:: THE INPUT

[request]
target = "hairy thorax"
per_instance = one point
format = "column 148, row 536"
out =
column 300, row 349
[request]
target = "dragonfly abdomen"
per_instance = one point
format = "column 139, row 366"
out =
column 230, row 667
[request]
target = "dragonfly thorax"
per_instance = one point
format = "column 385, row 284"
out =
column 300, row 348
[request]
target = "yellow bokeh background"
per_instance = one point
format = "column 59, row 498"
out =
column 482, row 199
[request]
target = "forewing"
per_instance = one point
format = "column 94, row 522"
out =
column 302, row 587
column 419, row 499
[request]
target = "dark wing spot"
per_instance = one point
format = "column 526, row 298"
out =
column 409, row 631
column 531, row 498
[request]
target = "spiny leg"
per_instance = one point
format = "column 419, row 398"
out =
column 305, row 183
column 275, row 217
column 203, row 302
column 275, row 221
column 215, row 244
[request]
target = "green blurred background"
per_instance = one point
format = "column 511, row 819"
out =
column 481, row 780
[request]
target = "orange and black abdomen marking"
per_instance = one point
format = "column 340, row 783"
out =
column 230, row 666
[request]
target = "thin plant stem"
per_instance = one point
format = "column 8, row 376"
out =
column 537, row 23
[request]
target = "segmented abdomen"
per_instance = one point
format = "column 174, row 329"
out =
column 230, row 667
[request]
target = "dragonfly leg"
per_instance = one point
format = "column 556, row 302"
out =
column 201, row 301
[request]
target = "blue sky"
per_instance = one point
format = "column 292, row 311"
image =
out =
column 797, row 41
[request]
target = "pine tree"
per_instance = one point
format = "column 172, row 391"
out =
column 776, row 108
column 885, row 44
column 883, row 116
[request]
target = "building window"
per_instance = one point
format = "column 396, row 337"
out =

::::

[WHAT THE EXERCISE ASKS]
Reproduce the stretch of rows from the start through the line that contains "column 537, row 23", changing each "dragonfly" to "insect" and keeping everything else the same.

[SOLUTION TO THIS PROBLEM]
[request]
target = "hairy thorax"
per_instance = one point
format = "column 148, row 536"
out =
column 300, row 349
[request]
target = "insect abdomen"
per_instance = one point
format = "column 139, row 366"
out =
column 230, row 667
[request]
target = "insect thorax"
per_instance = one point
format = "column 385, row 284"
out =
column 300, row 348
[request]
target = "yellow bokeh background"
per_instance = one point
format = "column 59, row 498"
out =
column 482, row 199
[request]
target = "forewing"
per_instance = one point
format = "column 94, row 522"
out =
column 302, row 587
column 419, row 499
[request]
target = "dark wing spot"
per_instance = one point
format = "column 526, row 298"
out =
column 409, row 631
column 531, row 498
[request]
target = "spiny leg"
per_instance = one point
format = "column 419, row 398"
out =
column 305, row 183
column 275, row 217
column 203, row 302
column 275, row 221
column 215, row 244
[request]
target = "green blurred background"
per_instance = one point
format = "column 511, row 819"
out =
column 481, row 780
[request]
target = "orange and black abdomen marking"
per_instance = one point
format = "column 340, row 783"
out =
column 230, row 666
[request]
target = "thin plant stem"
per_instance = one point
format = "column 8, row 376"
out =
column 537, row 23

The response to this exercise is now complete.